# [WHAT THE TASK ASKS]
Rewrite the records below, swapping every occurrence of "intersection tally" for "overlap count" and leaving all other text as it is.

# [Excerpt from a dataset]
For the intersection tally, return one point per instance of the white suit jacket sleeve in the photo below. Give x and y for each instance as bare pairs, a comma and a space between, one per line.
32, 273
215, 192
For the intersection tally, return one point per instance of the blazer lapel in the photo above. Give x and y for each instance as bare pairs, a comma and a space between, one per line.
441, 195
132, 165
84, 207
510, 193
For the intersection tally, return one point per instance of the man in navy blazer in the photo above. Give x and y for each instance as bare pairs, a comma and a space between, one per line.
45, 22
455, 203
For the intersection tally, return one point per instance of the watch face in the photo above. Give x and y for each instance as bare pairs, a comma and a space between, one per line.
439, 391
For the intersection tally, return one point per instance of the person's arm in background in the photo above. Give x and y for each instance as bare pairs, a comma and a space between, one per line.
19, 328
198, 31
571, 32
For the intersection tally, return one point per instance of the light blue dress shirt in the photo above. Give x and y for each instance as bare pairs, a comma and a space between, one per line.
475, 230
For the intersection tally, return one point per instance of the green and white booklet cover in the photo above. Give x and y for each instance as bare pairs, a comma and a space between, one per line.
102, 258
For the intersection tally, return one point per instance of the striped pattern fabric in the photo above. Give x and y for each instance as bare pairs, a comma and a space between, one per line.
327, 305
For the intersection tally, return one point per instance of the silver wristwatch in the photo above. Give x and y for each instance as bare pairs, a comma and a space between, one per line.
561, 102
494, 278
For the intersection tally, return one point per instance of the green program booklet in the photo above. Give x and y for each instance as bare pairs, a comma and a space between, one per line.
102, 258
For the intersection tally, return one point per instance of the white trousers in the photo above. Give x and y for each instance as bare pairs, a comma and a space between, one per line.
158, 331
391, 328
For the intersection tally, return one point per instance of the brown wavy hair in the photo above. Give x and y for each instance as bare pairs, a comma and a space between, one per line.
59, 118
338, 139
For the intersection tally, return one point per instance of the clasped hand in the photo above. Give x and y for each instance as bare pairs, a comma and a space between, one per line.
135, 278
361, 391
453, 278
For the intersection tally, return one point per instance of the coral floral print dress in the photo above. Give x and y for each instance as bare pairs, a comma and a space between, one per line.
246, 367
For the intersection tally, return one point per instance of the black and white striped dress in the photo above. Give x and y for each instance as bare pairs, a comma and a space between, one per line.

# [EXERCISE OUTPUT]
For the overlap count, return one point per instance of the white suit jacket sleeve in the photo below. Give x and y for each instance as bare pairs, a comma and a space between, one per line.
32, 273
215, 192
For the overlap count, return one point per instance of the blazer lapel in the photo above. Give x and y for each instance as bare pairs, a comma and a space between, one per line.
441, 195
132, 165
84, 207
510, 193
For the overlap count, return one point per instance of the man in navy blazer in the photo above. Give x and y for each instance as bare pairs, a comma and a space between, one per line.
45, 22
455, 203
For the overlap count, return one point per instance of the watch face in the photo above. Give x and y for each instance as bare pairs, a comma and a space between, one per line.
439, 391
For the overlap count, return one point per instance of the person's arm in background in the photo above. Give x and y for each instance as bare pairs, a comma and a space between, one per line.
19, 328
198, 31
571, 32
For the overlap count, return one point per instance of the light blue dress shirt in the photo above. Give x and y for each instance as bare pairs, a comma and a space between, one per line.
475, 230
For the overlap count, return one point per instance of the green and white booklet cover in the photo above. Give x and y for each instance as bare pairs, a comma and a space between, one per line.
102, 258
For the overlap count, return one point per instance of the striped pattern fabric in the photo above. Give x and y for each instance as bare pairs, a comma and a space between, one per line.
327, 305
For the overlap count, return one point per instance of the silver wristwatch in the photo above. Give x and y for each instance as bare pairs, a comma and a space between, one per line.
561, 102
494, 278
For the overlap count, return one point per instance of the green program booklet in the photo above. Give x and y for each instance as bare pairs, a comma and a space between, one per line.
102, 258
For the overlap count, return one point per instance of the white trousers in the photo above. Give x and y for each instance as bare pairs, a comma and a space between, one per line.
158, 331
391, 328
For the overlap count, return one point per instance of the brown wavy hair in the photo above. Give x and y for each instance as bare pairs, a comma and a space between, one per line.
59, 118
338, 139
For the overlap count, return one point per instance of the clasped hand in the photo above. Give x and y for each instance as bare pairs, a comma and a space between, one per line.
135, 278
361, 391
453, 278
For the overlap count, return one point per instance of the coral floral print dress in the photo above. Give x and y for each instance as bare pairs, a comma and a space between, one per line.
246, 367
For the overlap count, return one point per instance of the black and white striped dress in the photo above. Give x and y for each instance as bare pairs, a comma and a space between, one per line.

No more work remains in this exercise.